> _READING TEXT_:
········

During the Middle Ages, Novgorod grew so prosperous that was it was Russia’s second main city after Kiev. Novgorod controlled an enormous area as large as Sweden. Novgorod’s economy was based on Baltic sea trade, being a member of the Hansa Union of rich Baltic ports. It was situated on one of the main travel routes from Northern Europe to Rome and Constantinople.

During this era in history, Russia was divided into numerous princedoms which fought against each other. Novgorod supported Vladimir the Great of Kiev, who converted to Christianity in 988 A.D. Vladimir proceeded to have all Kievan Russians baptized into the Orthodox Christian Church.

When relations between Vladimir and his son, Yaroslav I the Wise, became strained, the citizens of Novgorod supported Yaroslav against Vladimir and another son, Svyatopolk the Accursed. Yaroslav I the Wise won in 1019, and proceeded to reward the loyal citizens of Novgorod with privileges and freedoms, which effectively laid the foundation for an independent Novgorod Republic.

Novgorod grew in wealth, built stone walls and erected the Church of Saint Sofia, the main cathedral of the Russian North. By 1136, merchants had accumulated more power than the nobles, resulting in a government by the people.

The city of Pskov was founded in 903 and adhered politically to the Novgorod Republic. Novgorod and Pskov were the only major cities in Russia to escape destruction when the Mongols invaded in 1222, led by Batu Khan, the grandson of Genghis Khan.

········

> _DATA SHOWN_:
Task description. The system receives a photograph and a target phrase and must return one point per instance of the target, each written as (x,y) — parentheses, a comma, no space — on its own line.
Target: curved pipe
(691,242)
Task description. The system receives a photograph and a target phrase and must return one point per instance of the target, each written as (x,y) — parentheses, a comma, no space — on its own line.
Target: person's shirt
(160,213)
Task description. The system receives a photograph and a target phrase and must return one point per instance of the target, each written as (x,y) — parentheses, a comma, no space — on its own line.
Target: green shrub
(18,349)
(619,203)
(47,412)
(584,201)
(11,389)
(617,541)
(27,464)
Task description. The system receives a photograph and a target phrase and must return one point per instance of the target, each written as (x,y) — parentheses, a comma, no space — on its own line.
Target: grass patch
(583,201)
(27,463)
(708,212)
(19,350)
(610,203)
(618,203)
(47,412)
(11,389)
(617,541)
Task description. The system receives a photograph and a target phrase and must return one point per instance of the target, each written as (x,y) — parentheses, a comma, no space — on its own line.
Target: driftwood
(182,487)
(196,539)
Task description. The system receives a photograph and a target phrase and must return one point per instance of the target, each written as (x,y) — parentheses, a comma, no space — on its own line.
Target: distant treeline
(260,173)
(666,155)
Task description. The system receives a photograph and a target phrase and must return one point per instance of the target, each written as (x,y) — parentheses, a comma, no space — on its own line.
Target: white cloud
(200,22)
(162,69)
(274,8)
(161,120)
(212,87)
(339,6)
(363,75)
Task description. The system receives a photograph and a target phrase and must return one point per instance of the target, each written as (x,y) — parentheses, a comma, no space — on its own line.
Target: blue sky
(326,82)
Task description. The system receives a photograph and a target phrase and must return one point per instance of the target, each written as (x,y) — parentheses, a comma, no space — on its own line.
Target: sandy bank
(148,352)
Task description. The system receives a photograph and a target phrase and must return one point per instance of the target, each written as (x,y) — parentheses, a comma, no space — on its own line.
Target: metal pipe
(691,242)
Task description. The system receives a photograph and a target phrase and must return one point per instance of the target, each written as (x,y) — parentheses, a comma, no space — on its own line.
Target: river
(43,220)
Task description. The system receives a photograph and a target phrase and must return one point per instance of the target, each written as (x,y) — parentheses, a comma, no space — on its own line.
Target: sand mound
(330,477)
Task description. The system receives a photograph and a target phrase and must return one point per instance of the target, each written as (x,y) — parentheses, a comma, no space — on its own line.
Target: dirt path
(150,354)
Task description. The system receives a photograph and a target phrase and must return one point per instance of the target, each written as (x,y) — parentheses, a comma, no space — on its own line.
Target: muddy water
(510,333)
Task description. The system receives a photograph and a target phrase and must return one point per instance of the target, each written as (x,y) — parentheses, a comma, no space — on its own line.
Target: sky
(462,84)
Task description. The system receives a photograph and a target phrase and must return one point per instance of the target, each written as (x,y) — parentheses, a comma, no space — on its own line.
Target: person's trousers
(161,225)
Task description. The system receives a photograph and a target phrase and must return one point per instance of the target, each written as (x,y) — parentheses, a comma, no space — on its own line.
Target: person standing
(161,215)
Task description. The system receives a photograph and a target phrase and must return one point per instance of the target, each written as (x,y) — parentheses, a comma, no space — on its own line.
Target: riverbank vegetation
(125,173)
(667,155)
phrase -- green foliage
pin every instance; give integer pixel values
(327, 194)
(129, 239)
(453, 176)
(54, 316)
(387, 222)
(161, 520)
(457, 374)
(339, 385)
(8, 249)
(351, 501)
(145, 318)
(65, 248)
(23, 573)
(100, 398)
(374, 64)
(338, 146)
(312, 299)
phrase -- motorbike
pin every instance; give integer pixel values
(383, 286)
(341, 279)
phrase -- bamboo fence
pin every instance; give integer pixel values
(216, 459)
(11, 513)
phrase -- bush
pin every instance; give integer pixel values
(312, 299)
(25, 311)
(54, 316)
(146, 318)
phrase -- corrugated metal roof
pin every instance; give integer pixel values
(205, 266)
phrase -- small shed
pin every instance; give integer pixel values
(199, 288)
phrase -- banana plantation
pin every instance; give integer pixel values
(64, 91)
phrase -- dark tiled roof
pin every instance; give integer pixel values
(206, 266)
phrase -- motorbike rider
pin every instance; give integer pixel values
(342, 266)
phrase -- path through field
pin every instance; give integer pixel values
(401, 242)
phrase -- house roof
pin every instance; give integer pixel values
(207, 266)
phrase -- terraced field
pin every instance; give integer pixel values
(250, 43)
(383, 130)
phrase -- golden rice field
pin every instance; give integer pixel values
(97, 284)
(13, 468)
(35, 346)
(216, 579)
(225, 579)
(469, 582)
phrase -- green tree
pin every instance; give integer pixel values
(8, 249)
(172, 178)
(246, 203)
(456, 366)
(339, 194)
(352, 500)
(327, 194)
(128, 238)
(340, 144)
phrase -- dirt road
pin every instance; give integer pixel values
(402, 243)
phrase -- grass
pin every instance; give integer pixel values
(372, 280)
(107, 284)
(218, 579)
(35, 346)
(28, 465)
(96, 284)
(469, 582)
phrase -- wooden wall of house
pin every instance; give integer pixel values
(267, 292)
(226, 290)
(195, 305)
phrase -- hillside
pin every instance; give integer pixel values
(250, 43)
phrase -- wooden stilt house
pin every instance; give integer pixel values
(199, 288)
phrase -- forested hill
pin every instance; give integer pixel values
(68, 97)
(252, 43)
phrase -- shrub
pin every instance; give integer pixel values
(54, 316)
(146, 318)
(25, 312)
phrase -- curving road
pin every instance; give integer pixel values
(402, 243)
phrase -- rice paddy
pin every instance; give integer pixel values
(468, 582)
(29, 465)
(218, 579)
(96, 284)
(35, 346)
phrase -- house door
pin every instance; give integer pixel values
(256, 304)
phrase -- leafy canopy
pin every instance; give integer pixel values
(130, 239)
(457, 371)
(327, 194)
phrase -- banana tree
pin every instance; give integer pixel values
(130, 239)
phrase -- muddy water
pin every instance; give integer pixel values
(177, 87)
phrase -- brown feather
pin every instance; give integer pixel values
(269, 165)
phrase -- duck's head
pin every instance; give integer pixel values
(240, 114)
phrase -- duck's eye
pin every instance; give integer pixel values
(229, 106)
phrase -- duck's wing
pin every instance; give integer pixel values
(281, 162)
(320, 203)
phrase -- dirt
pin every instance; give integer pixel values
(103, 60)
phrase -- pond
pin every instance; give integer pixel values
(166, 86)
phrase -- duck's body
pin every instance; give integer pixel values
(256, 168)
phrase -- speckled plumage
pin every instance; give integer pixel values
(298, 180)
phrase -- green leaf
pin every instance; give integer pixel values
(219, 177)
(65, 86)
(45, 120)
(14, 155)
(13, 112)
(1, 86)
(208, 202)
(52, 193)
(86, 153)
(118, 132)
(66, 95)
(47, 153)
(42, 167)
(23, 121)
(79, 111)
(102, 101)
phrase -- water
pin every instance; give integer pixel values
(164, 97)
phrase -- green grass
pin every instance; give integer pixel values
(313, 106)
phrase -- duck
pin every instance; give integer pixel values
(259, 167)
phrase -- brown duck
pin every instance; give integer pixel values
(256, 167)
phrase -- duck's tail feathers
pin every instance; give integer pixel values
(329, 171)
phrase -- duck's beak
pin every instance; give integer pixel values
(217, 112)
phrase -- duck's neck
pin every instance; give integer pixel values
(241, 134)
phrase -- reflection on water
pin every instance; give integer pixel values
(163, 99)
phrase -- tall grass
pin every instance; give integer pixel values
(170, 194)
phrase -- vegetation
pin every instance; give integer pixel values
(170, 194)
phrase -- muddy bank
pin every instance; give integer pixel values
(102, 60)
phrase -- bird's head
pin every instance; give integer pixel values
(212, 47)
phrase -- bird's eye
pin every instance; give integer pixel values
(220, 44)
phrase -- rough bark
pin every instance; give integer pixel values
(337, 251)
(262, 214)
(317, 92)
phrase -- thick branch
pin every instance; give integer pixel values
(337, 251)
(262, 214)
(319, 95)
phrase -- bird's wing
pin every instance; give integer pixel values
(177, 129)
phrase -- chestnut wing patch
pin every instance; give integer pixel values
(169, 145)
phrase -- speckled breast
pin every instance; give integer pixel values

········

> _TASK PROMPT_: Copy out the full passage on medieval Novgorod above, word for word.

> _RESULT OF THE EXERCISE_:
During the Middle Ages, Novgorod grew so prosperous that was it was Russia’s second main city after Kiev. Novgorod controlled an enormous area as large as Sweden. Novgorod’s economy was based on Baltic sea trade, being a member of the Hansa Union of rich Baltic ports. It was situated on one of the main travel routes from Northern Europe to Rome and Constantinople.

During this era in history, Russia was divided into numerous princedoms which fought against each other. Novgorod supported Vladimir the Great of Kiev, who converted to Christianity in 988 A.D. Vladimir proceeded to have all Kievan Russians baptized into the Orthodox Christian Church.

When relations between Vladimir and his son, Yaroslav I the Wise, became strained, the citizens of Novgorod supported Yaroslav against Vladimir and another son, Svyatopolk the Accursed. Yaroslav I the Wise won in 1019, and proceeded to reward the loyal citizens of Novgorod with privileges and freedoms, which effectively laid the foundation for an independent Novgorod Republic.

Novgorod grew in wealth, built stone walls and erected the Church of Saint Sofia, the main cathedral of the Russian North. By 1136, merchants had accumulated more power than the nobles, resulting in a government by the people.

The city of Pskov was founded in 903 and adhered politically to the Novgorod Republic. Novgorod and Pskov were the only major cities in Russia to escape destruction when the Mongols invaded in 1222, led by Batu Khan, the grandson of Genghis Khan.